### SOURCE TEXT

"""

While the state provides the girls with access to psychological treatment, Swisa said it’s never enough.
“Our life is now all about making sure that the girls have everything they need. We have to make sure they have clothes, a proper bat mitzvah, and give them the future they deserve. It’s hard,” he said.
On Sunday, ahead of Memorial Day, Swisa appeared in a briefing titled “Yom Hazikaron After October 7: Bereaved Siblings Special Panel” and organized by Media Central, a Jerusalem-based nonprofit media liaison service center for journalists, where he thanked the Bedouin man who sacrificed his life to save his nieces.
“Amer Abu Sabila, the Bedouin who tried to save my late sister-in-law Odaya and my two nieces, did an amazing thing. He had a pregnant wife and two children who will grow up without a father,” Swisa said in the briefing.
“The place was filled with terrorists so much so that the body of Odaya could not be taken away from there until 4 a.m. the following morning,” Swisa added, noting that it did not deter Abu Sabila from helping.
As Israel marks its first post-Oct. 7 Memorial Day on Monday, Swisa’s family is grieving.
“We always try to keep their memory alive,” he said. “Skazi [Asher Swissa, no relation, a well-known Israeli musician and record producer] is organizing an event in honor of my brother who was a music creator as well. On Yom Hazikaron [Memorial Day], we are planning to go to the cemetery and pay our respects.”
Since last Memorial Day (April 25, 2023), 1,599 Israeli soldiers and civilians have died. This includes 760 Israel Defense Forces soldiers (61 of whom succumbed to their wounds from previous years) and 834 civilians, of which 822 were killed on or after the Oct. 7 terrorist attacks by Hamas in southern Israel, according to numbers released by the Israeli Ministry of Defense on Thursday.
No body, no grave
Amir Alfasa is marking this Memorial Day without his aunt Maya Goren, who was taken hostage on Oct. 7 from Kibbutz Nir Oz. She was declared dead in captivity in December. Her body is still being held in the Strip.

"""

### WORK TO BE COMPLETED
Answer these from the Memorial Day article above:
1. What organization arranged the briefing where Swisa spoke?
2. How many Israel Defense Forces soldiers have died since the last Memorial Day, according to the Ministry of Defense figures?
3. From which kibbutz was Maya Goren taken hostage?

### DATA SUPPLIED

"""

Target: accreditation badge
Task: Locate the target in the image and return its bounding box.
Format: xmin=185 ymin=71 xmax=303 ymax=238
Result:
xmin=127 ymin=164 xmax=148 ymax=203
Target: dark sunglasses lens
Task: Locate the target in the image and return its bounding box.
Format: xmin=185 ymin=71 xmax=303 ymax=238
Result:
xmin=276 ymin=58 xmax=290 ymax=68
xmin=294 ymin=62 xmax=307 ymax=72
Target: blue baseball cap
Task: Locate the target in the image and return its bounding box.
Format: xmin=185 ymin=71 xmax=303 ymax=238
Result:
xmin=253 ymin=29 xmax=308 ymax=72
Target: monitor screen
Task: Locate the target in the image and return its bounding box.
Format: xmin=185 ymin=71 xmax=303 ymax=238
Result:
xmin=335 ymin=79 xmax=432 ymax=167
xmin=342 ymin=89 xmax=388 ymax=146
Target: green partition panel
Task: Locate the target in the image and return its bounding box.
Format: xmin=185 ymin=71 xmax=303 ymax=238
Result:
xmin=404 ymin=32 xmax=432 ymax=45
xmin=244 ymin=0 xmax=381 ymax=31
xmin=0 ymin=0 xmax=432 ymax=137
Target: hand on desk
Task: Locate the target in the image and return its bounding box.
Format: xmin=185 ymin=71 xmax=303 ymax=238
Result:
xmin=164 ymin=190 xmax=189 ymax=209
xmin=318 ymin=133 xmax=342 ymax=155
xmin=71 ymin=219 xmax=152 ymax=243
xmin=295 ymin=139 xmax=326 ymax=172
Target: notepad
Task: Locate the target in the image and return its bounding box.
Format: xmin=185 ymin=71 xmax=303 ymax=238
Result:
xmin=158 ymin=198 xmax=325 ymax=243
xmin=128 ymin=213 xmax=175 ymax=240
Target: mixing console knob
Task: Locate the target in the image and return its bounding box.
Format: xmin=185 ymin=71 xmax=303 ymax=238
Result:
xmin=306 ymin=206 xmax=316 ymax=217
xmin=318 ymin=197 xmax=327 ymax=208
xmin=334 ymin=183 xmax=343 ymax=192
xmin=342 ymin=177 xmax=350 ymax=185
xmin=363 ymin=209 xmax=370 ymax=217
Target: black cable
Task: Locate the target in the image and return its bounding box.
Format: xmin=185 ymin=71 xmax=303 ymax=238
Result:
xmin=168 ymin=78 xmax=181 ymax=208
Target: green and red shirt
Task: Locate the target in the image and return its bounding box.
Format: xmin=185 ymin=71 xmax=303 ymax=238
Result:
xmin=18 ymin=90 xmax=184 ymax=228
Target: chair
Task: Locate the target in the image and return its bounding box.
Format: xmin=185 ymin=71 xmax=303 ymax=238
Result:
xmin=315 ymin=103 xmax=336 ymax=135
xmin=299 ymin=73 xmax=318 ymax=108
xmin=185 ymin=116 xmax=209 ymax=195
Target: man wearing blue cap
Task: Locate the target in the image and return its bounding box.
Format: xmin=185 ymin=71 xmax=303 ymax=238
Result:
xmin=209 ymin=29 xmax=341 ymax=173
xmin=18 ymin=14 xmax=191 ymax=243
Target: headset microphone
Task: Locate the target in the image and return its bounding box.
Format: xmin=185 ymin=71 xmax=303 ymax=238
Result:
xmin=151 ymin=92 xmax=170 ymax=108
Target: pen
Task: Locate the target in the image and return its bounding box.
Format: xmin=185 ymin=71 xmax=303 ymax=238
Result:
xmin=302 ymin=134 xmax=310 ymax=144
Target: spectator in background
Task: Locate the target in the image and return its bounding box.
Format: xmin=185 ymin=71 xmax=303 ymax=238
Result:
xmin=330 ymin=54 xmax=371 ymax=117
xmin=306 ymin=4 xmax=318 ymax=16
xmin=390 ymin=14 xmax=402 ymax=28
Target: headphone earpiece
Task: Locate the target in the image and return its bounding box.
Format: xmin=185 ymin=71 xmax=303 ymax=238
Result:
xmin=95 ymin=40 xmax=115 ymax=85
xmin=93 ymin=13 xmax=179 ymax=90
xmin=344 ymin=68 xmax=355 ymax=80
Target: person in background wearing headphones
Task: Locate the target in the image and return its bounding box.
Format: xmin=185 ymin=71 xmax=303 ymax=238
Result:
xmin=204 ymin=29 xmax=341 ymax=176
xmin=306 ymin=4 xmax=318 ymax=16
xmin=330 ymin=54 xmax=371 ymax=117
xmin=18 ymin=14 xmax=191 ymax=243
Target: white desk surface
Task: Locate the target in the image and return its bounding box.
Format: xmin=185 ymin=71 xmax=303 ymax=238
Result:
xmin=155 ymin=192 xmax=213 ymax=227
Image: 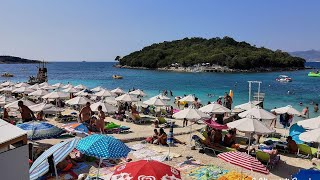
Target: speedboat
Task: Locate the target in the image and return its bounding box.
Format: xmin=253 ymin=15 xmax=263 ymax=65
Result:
xmin=276 ymin=75 xmax=292 ymax=82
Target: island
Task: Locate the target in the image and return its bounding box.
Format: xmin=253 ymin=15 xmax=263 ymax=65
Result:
xmin=0 ymin=56 xmax=41 ymax=64
xmin=115 ymin=37 xmax=306 ymax=72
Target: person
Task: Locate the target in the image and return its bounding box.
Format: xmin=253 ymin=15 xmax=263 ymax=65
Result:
xmin=314 ymin=103 xmax=319 ymax=112
xmin=96 ymin=105 xmax=106 ymax=134
xmin=79 ymin=102 xmax=92 ymax=123
xmin=183 ymin=118 xmax=188 ymax=127
xmin=287 ymin=136 xmax=298 ymax=154
xmin=18 ymin=101 xmax=36 ymax=122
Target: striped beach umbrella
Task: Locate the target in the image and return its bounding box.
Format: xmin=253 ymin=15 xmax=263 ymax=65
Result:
xmin=29 ymin=138 xmax=78 ymax=180
xmin=218 ymin=152 xmax=269 ymax=174
xmin=17 ymin=122 xmax=64 ymax=139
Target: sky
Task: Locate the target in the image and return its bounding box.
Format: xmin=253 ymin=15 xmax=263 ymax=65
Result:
xmin=0 ymin=0 xmax=320 ymax=61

"""

### FINISHED TASK
1. Media Central
2. 760
3. Kibbutz Nir Oz